DATA FOR ANALYSIS Block Start
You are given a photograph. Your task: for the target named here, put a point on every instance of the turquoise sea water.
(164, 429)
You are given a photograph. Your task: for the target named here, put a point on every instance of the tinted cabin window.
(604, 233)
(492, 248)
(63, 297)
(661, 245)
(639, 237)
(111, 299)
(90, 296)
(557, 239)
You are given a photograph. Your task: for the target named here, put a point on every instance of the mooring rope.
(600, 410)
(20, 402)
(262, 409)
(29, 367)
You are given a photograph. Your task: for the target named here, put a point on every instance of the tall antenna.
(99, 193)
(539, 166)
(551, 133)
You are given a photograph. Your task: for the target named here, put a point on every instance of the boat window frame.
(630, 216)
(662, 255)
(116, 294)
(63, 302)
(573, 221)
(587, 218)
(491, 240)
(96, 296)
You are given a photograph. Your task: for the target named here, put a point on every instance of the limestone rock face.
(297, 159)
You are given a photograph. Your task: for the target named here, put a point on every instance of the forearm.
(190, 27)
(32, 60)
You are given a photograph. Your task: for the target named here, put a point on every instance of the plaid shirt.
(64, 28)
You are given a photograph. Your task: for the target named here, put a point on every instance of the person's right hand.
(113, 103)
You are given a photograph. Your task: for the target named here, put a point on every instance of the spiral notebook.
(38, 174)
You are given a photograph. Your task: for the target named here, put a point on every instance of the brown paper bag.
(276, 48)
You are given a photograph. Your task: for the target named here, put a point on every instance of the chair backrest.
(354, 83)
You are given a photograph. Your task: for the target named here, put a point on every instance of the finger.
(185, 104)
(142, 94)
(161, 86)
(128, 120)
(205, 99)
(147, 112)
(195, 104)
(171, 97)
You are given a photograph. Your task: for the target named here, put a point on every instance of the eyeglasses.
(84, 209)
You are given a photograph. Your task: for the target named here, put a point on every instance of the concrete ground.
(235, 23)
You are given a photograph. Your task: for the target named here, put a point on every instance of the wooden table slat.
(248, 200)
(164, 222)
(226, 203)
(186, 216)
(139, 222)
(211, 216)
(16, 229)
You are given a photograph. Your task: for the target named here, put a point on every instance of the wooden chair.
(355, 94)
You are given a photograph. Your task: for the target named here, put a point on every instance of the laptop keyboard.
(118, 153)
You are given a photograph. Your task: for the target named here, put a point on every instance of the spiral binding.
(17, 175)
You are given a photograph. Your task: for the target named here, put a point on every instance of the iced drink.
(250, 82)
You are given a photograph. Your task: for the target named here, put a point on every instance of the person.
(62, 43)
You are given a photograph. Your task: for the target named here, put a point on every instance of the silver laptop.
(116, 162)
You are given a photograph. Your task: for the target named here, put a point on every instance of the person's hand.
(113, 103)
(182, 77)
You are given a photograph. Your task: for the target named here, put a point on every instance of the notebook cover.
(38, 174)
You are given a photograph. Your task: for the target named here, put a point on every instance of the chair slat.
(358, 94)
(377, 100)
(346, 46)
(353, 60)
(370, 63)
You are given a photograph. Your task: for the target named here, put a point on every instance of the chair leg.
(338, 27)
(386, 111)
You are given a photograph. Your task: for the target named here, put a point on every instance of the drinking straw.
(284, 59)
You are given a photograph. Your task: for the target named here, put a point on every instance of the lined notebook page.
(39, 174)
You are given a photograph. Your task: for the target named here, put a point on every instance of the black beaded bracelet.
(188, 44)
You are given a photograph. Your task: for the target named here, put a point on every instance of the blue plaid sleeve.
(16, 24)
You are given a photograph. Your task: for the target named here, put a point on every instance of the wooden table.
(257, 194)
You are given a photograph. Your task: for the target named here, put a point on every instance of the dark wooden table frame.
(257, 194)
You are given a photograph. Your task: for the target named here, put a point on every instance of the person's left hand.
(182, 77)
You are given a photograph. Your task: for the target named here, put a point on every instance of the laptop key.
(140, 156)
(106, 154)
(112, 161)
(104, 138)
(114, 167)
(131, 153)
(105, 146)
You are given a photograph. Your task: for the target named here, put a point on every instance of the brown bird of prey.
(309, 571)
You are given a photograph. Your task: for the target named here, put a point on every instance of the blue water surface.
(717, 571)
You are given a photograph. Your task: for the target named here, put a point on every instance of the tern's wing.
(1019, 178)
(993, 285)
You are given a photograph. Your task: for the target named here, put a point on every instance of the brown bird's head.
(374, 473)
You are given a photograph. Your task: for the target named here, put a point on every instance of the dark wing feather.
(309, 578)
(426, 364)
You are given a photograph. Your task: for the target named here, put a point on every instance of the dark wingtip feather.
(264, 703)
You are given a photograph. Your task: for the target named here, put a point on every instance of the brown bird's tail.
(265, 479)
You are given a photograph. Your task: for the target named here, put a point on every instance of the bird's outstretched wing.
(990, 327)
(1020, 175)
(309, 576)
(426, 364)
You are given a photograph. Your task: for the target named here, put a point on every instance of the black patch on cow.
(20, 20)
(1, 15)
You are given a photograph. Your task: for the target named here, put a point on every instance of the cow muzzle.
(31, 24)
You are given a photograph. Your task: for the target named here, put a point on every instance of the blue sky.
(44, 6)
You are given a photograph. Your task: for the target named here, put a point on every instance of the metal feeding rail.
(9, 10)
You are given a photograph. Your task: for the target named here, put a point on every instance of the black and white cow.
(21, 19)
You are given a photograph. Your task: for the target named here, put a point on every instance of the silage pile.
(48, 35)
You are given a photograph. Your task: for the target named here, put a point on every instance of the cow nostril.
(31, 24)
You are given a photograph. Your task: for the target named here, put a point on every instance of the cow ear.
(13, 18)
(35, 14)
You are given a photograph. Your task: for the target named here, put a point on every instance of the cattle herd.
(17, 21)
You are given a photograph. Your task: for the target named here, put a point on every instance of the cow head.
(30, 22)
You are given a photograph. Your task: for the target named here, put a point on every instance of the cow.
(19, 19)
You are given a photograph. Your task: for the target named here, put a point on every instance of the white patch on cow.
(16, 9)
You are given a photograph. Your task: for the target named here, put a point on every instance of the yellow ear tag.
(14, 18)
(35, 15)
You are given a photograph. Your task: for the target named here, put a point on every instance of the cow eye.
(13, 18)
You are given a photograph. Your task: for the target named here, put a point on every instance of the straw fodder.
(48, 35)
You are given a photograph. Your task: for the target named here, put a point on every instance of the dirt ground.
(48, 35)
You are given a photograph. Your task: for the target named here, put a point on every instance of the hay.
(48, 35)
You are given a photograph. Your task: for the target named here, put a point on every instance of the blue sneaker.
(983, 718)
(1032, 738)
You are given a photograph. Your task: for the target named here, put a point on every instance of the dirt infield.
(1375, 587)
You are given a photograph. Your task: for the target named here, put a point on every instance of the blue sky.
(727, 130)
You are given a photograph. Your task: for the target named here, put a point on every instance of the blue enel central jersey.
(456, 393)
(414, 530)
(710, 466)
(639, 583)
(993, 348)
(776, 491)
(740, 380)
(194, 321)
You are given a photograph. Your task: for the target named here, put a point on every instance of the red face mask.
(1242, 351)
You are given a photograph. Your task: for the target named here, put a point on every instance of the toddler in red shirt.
DATA FOR ANALYSIS Block End
- [TASK]
Copy each line of the data above exactly as it appears.

- [SOLUTION FOR THIS TASK]
You are given a photograph. Your task: for the target named here, put a point on every instance of the turquoise sea water.
(164, 429)
You are given a photograph. Your task: for the target named here, put a point on every instance of the tinted cabin window.
(604, 233)
(492, 248)
(63, 297)
(661, 245)
(639, 237)
(111, 299)
(90, 296)
(557, 239)
You are given a photograph. Your task: for the target named here, put a point on every instance of the mooring rope.
(600, 410)
(20, 402)
(262, 409)
(29, 367)
You are given a photograph. Your task: for the target named here, put a point on every instance of the tall antenna.
(99, 193)
(539, 166)
(551, 133)
You are given a photograph. Your task: for the target named here, put a point on every instance of the boat window frame.
(630, 216)
(662, 255)
(116, 294)
(63, 302)
(573, 221)
(587, 218)
(491, 240)
(96, 296)
You are given a photograph. Your task: for the target named here, put a point on every instance of the limestone rock face.
(297, 159)
You are given a photograph. Your task: for the target named here, put a point on every instance of the forearm.
(190, 27)
(32, 60)
You are given a photograph. Your task: for the target named here, put a point on every instance of the plaid shirt.
(64, 28)
You are given a photograph. Your task: for the target named here, put a point on every instance of the person's right hand.
(113, 103)
You are given a photograph. Your task: for the target named here, put a point on every instance of the spiral notebook.
(38, 174)
You are given a photograph. Your task: for the target named here, put a point on every instance of the brown paper bag.
(276, 48)
You are given a photograph. Your task: for the target named here, put a point on every instance of the chair backrest.
(354, 83)
You are given a photograph. Your task: for the target named here, put a point on every instance of the finger.
(185, 104)
(142, 94)
(161, 86)
(128, 120)
(205, 99)
(147, 112)
(195, 104)
(171, 97)
You are given a photograph. Your task: for the target named here, put a point on every instance of the eyeglasses.
(84, 209)
You are given a photograph. Your task: for the target named here, put a point on every instance of the concrete ground.
(235, 23)
You are given a photograph. Your task: for the target named here, put a point on every instance of the wooden table slat.
(248, 200)
(164, 222)
(226, 203)
(186, 216)
(139, 222)
(211, 216)
(16, 229)
You are given a photograph. Your task: for the target named here, put a point on every instance of the wooden chair.
(355, 94)
You are given a photograph. Your task: for the target named here, put a point on every instance of the laptop keyboard.
(118, 153)
You are given a photograph. Your task: for the target named here, put a point on every instance of the spiral binding.
(17, 175)
You are given a photograph. Your task: for the target named here, put a point on every instance of the iced drink.
(250, 82)
You are given a photograph. Your task: for the target named here, put a point on every instance of the person.
(62, 43)
You are given a photograph. Your task: for the target named here, put a point on every instance of the silver laptop.
(116, 162)
You are given a photograph. Your task: for the target named here, put a point on every instance of the person's hand.
(113, 103)
(182, 77)
You are given a photograph. Your task: for the target named here, put a point on every instance of the notebook cover.
(38, 174)
You are given a photograph. Your task: for the target named here, put a point on every instance of the chair slat.
(358, 94)
(377, 100)
(346, 46)
(353, 60)
(370, 63)
You are given a photograph. Your task: for the target named here, put a point on every instance of the chair leg.
(338, 27)
(386, 111)
You are given a photograph. Your task: for the target named here, put a point on every instance of the drinking straw.
(284, 59)
You are given a photograph. Your task: for the target named here, put a point on every instance of the lined notebook page.
(39, 174)
You are given a photograph. Your task: for the target named here, put a point on every instance of the black beaded bracelet.
(188, 44)
You are given a photograph. Your task: for the target named here, put a point on every instance of the blue plaid sleeve.
(16, 24)
You are given a photograph. Your task: for the target named here, put a point on every instance of the wooden table.
(257, 194)
You are given a photograph. Your task: for the target named here, put a point on every instance of the dark wooden table frame.
(257, 194)
You are given a photograph. Your task: for the target named here, put a point on every instance of the person's left hand.
(182, 77)
You are given a photograph. Your task: for the target named here, put a point on every instance of the laptop key.
(140, 156)
(106, 154)
(112, 161)
(104, 138)
(114, 167)
(131, 153)
(105, 146)
You are given a photograph. Your task: for the target named here, put a point on every instance of the brown bird of prey.
(309, 571)
You are given a photograph. Your task: for the target named here, put a point on every instance of the blue water surface.
(717, 571)
You are given a photograph. Your task: for the target named here, put a point on every instance of the tern's wing.
(1019, 178)
(993, 285)
You are given a photograph. Your task: for the target named here, put a point on every instance of the brown bird's head.
(374, 473)
You are given a photograph. Your task: for the target named here, put a point on every instance of the dark wing feather.
(309, 578)
(426, 364)
You are given a photograph. Your task: for the target named here, put a point on every instance of the dark wingtip feather.
(264, 703)
You are given a photograph. Your task: for the target named here, put a point on every instance of the brown bird's tail.
(265, 479)
You are given a photograph. Your task: for the target named here, put a point on every instance of the bird's outstretched wing.
(990, 327)
(1020, 175)
(309, 576)
(426, 364)
You are given a photograph. Your task: for the target named here, put a point on every instance of the black patch on cow.
(20, 20)
(1, 15)
You are given a photograph. Your task: for the target named here, put a point on every instance of the cow muzzle.
(31, 24)
You are given a photograph. Your task: for the target named here, put a point on every instance of the blue sky.
(44, 6)
You are given a photograph. Your task: for the target named here, put a point on every instance of the metal feeding rail.
(9, 10)
You are given a photograph. Your task: for the target named here, put a point on every instance of the black and white cow.
(21, 19)
You are given a photograph. Your task: for the target named here, put a point on every instance of the silage pile.
(48, 35)
You are given a photograph. Your task: for the target named here, put a point on every instance of the cow nostril.
(31, 24)
You are given a photograph. Your task: for the target named here, put a point on every instance of the cow ear.
(13, 18)
(35, 14)
You are given a photograph. Your task: for the target named here, put a point on every instance of the cattle herd.
(17, 21)
You are given a photograph. Your task: for the target named here, put a point on every instance of the cow head.
(30, 22)
You are given a photograph. Your task: for the target named here, put a point on every instance of the cow.
(19, 19)
You are given a photograph. Your task: for the target named here, put a point on every instance of the white patch on cow.
(16, 9)
You are given a photograph. Your task: for the target named here, put a point on every instance of the yellow ear tag.
(14, 18)
(35, 15)
You are given a photograph. Your task: for the target named here, put a point on every instance of the cow eye.
(13, 18)
You are given a photograph. Your task: for the target named here, put a point on every instance of the straw fodder.
(48, 35)
You are given a photograph. Your task: for the target named here, put a point on every instance of the dirt ground.
(48, 35)
You are given a photograph. Your task: for the target named here, put a point on every instance of the hay.
(48, 35)
You are given a photograph. Your task: for the target named here, put a point on every instance of the blue sneaker.
(983, 718)
(1032, 738)
You are given a photograph. Your task: for the target named here, put a point on every instance of the dirt infield.
(1375, 587)
You are given a photograph. Your task: for the target named here, put a point on every instance of the blue sky.
(727, 130)
You are given a photograph. Your task: for the target named here, put a point on every instance of the blue enel central jersey.
(456, 393)
(414, 530)
(710, 466)
(639, 583)
(993, 348)
(776, 491)
(740, 380)
(194, 321)
You are given a photograph. Your task: for the target named here, put a point on every instance of the red face mask.
(1242, 351)
You are given a photograph. Your task: for the target named here, put a point on every instance of the toddler in red shirt.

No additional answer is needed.